- WRITTEN REQUEST 1: In the thread on getting started in NFAA field archery, edit the passage between "## dixonhunt1996 (Jun" and "director, Howard Beeson.", inclusive, so that "fantastic" becomes "excellent".

[START OF QUOTED PASSAGE]

# getting started in nfaa



## hoytjw (Jun 15, 2010)

right now is shoot 3d exclusivlley and am good at it i don't think theres any field tournament around here but i'm no sure so how do i get started in field archery


----------



## blueglide1 (Jun 29, 2006)

Go to the regional shoots threads here,check on shoots that are happening,and what they involve.There are several different types of field shoots,from standing in an open field and shooting 40-50-60yds, to actual in the woods type field,13ft to 80 yards.You can also go to your local archery pro shop,they usually get flyers from shoots that are coming up in your area,they might also have a data base on clubs that hold archery events too.You can get the general info on styles from the NFAA website.Just for a start anyway,good luck in your search.Don W.


----------



## hoytjw (Jun 15, 2010)

thanks alot don


----------



## blueglide1 (Jun 29, 2006)

No problem pal,allways willing to help anyone.


----------



## 1stRockinArcher (Dec 30, 2002)

here is the website for the NFAA Florida Archery Association

http://www.floridaarchery.org/

1RA


----------



## Scott.Barrett (Oct 26, 2008)

There is always something, but it may be a drive for you!

Look on the Schedule link on the left side of the Florida Archery Webpage. I attend most of the non-3d shoots, but it will be slim the next couple of months because of summer....

SB


----------



## dixonhunt1996 (Jun 18, 2010)

Last year was my first year in nfaa and I had a blast and got 1st place at state.


----------



## BAArcher (Feb 5, 2004)

I'm just getting started too after a serious 3D addiction. I am work on Ft Rucker, AL (south east Alabama) and we have a fantastic NFAA range run by the Alabama NFAA director, Howard Beeson.

Shoot me a PM and I'll fill you in, I am told there will be a State shoot here tha last week in July


----------

[END OF QUOTED PASSAGE]
[START OF PROVIDED RECORDS]

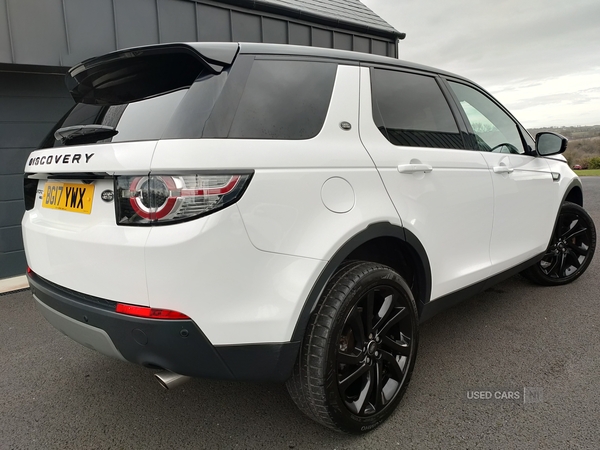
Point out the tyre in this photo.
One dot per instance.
(359, 349)
(570, 251)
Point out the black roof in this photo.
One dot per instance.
(216, 55)
(320, 52)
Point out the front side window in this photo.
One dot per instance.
(410, 110)
(493, 129)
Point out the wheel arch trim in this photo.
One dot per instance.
(373, 231)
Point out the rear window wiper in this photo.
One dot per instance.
(84, 134)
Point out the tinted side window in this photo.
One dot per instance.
(284, 100)
(410, 110)
(494, 130)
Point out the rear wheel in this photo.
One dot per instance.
(570, 251)
(359, 349)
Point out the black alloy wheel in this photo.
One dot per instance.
(359, 350)
(571, 248)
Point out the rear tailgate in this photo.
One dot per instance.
(70, 233)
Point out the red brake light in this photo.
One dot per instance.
(161, 199)
(150, 313)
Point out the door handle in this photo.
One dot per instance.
(503, 169)
(414, 168)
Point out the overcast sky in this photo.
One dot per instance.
(540, 58)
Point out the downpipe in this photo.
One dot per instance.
(169, 380)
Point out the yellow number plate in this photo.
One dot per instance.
(68, 197)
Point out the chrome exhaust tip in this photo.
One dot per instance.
(169, 380)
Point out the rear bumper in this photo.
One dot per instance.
(175, 345)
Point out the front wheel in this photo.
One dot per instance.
(359, 349)
(570, 251)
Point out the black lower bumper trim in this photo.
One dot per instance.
(175, 345)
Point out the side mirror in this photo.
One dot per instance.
(547, 143)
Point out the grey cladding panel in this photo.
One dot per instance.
(137, 22)
(245, 27)
(274, 31)
(213, 23)
(19, 135)
(361, 44)
(343, 41)
(12, 264)
(38, 31)
(379, 47)
(91, 29)
(322, 38)
(11, 187)
(299, 34)
(177, 21)
(11, 239)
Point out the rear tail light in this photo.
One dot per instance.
(162, 199)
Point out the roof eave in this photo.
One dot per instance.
(388, 33)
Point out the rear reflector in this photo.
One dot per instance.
(150, 313)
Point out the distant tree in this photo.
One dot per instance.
(594, 163)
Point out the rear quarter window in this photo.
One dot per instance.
(410, 110)
(284, 100)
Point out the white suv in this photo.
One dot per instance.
(280, 213)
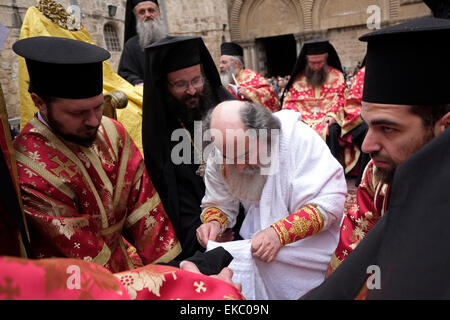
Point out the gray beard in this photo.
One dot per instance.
(227, 76)
(150, 31)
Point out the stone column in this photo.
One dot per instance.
(249, 53)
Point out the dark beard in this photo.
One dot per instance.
(316, 78)
(56, 127)
(189, 115)
(387, 175)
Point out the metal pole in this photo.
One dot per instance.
(162, 4)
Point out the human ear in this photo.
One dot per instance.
(442, 124)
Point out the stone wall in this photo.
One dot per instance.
(342, 21)
(205, 18)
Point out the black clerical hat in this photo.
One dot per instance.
(178, 52)
(134, 3)
(408, 63)
(231, 49)
(313, 47)
(63, 68)
(130, 18)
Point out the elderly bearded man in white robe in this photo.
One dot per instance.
(293, 203)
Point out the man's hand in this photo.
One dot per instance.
(242, 93)
(208, 231)
(328, 120)
(225, 275)
(265, 245)
(227, 235)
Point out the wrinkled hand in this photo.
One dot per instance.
(226, 236)
(208, 231)
(328, 120)
(265, 245)
(225, 275)
(242, 93)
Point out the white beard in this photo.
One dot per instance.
(150, 31)
(226, 78)
(247, 185)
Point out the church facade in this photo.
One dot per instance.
(270, 31)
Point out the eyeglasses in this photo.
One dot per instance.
(182, 86)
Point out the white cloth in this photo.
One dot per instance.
(308, 174)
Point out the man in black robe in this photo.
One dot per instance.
(143, 26)
(181, 84)
(404, 255)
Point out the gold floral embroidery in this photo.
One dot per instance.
(151, 280)
(216, 214)
(298, 225)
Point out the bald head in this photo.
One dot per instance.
(227, 115)
(236, 129)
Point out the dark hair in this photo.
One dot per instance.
(47, 99)
(430, 115)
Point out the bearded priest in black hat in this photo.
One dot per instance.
(80, 173)
(317, 90)
(399, 223)
(143, 26)
(243, 83)
(181, 85)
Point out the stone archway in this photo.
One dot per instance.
(256, 19)
(265, 18)
(328, 14)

[END OF PROVIDED RECORDS]

- WRITTEN REQUEST 2: Reproduce the rows verbatim, from the line holding "Point out the black clerical" through the last line of the rows, with both ends included.

- CORRECT OUTPUT 1:
## dixonhunt1996 (Jun 18, 2010)

Last year was my first year in nfaa and I had a blast and got 1st place at state.


----------



## BAArcher (Feb 5, 2004)

I'm just getting started too after a serious 3D addiction. I am work on Ft Rucker, AL (south east Alabama) and we have a excellent NFAA range run by the Alabama NFAA director, Howard Beeson.

- CORRECT OUTPUT 2:
Point out the black clerical hat in this photo.
One dot per instance.
(178, 52)
(134, 3)
(408, 63)
(231, 49)
(313, 47)
(63, 68)
(130, 18)
Point out the elderly bearded man in white robe in this photo.
One dot per instance.
(293, 203)
Point out the man's hand in this photo.
One dot per instance.
(242, 93)
(208, 231)
(328, 120)
(225, 275)
(265, 245)
(227, 235)
Point out the wrinkled hand in this photo.
One dot per instance.
(226, 236)
(208, 231)
(328, 120)
(265, 245)
(225, 275)
(242, 93)
Point out the white beard in this photo.
One dot per instance.
(150, 31)
(226, 78)
(247, 185)
Point out the church facade in this photo.
One dot per instance.
(270, 31)
Point out the eyeglasses in this photo.
One dot per instance.
(182, 86)
Point out the white cloth in this photo.
One dot per instance.
(308, 174)
Point out the man in black robe in this photo.
One dot per instance.
(143, 26)
(181, 84)
(404, 255)
Point out the gold floral embroidery in this photo.
One dot per instance.
(151, 280)
(216, 214)
(298, 225)
Point out the bald head in this photo.
One dot per instance.
(227, 115)
(236, 129)
Point out the dark hair in this photo.
One dot per instance.
(47, 99)
(430, 115)
Point out the bearded priest in black hat in this photo.
One dot per instance.
(80, 173)
(317, 90)
(399, 223)
(143, 26)
(243, 83)
(181, 85)
Point out the stone archway in this photo.
One dot per instance.
(256, 19)
(265, 18)
(328, 14)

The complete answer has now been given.